§ **Work to be completed**
List each line of the items below that contains the word "tire".
#####
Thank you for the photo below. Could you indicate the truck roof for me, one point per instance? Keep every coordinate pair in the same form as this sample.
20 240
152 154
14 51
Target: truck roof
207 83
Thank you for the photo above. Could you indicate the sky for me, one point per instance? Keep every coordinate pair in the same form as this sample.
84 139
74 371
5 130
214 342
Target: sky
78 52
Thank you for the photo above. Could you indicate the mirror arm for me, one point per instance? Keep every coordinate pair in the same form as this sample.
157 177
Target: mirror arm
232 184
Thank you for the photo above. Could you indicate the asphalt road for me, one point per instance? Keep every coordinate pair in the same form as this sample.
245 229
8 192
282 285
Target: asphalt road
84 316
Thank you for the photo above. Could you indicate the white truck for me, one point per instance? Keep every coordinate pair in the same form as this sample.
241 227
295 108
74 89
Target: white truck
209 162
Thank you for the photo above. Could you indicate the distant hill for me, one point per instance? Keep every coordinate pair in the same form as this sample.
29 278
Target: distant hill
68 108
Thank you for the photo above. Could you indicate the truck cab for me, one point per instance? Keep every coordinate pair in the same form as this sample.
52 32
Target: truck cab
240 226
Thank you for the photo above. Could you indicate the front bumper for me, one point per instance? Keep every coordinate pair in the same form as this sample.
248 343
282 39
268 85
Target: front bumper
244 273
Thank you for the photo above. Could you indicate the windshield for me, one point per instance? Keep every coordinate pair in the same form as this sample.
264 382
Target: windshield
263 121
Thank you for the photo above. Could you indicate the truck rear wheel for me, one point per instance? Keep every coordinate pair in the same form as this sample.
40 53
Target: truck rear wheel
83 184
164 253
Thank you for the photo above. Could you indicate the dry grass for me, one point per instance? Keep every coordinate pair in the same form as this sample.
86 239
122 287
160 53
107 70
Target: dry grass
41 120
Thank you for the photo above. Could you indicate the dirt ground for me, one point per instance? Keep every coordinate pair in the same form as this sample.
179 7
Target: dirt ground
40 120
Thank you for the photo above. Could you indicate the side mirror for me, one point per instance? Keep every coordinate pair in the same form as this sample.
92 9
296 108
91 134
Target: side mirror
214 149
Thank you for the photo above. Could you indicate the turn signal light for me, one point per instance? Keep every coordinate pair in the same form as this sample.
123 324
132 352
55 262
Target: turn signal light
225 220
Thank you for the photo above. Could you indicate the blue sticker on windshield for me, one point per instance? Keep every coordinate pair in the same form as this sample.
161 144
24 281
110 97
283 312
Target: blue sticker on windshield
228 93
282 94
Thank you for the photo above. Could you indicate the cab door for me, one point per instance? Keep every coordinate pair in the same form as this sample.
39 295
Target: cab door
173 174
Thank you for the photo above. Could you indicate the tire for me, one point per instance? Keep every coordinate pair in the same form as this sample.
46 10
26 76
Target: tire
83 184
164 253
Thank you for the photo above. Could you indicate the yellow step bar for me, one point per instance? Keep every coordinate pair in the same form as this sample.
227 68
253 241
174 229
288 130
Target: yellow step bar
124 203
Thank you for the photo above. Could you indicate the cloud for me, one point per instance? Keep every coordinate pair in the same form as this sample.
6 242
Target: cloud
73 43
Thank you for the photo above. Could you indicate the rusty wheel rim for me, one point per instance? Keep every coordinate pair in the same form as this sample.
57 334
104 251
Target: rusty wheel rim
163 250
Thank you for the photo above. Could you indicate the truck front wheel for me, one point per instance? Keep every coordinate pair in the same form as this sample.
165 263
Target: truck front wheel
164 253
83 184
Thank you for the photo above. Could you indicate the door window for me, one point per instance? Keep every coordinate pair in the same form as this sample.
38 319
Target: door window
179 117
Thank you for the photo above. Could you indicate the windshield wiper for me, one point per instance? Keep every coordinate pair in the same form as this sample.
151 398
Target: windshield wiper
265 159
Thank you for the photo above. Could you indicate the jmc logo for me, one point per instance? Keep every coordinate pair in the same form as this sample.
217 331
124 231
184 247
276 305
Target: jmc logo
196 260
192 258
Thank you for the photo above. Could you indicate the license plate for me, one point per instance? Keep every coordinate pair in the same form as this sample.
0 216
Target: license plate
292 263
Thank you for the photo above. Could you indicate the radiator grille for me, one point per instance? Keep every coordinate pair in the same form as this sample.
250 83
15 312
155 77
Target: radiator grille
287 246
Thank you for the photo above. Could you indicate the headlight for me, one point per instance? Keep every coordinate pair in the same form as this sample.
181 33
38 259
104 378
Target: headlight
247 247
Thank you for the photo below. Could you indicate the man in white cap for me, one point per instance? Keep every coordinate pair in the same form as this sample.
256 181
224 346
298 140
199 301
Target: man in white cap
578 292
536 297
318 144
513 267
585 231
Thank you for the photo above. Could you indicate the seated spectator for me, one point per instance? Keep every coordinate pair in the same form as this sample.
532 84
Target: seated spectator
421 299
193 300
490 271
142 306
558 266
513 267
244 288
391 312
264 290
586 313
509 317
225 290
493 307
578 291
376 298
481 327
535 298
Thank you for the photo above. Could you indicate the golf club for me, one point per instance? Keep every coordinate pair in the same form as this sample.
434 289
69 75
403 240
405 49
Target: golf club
#####
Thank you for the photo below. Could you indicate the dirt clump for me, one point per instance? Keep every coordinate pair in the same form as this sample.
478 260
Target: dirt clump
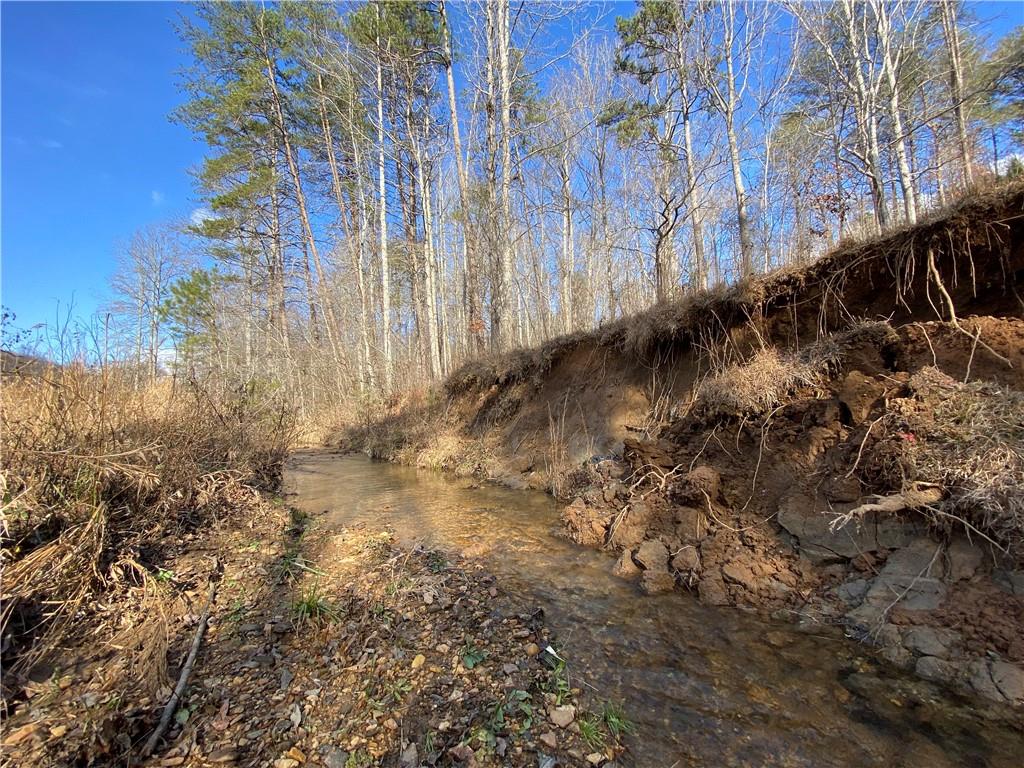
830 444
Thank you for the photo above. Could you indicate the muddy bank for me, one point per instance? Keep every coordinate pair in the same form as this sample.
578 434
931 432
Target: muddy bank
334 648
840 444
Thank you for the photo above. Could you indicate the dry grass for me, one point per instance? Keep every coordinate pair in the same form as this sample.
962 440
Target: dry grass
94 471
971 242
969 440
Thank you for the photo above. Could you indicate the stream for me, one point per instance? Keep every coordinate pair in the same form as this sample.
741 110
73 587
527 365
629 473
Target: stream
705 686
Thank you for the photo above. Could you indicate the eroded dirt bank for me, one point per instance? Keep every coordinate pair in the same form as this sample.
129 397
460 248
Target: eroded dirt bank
#####
§ **Exercise result**
Thank you for the photo above. Could you indicate the tire for me, one point per instance? Keep every coordinate pair in the same form as this sample.
Target: tire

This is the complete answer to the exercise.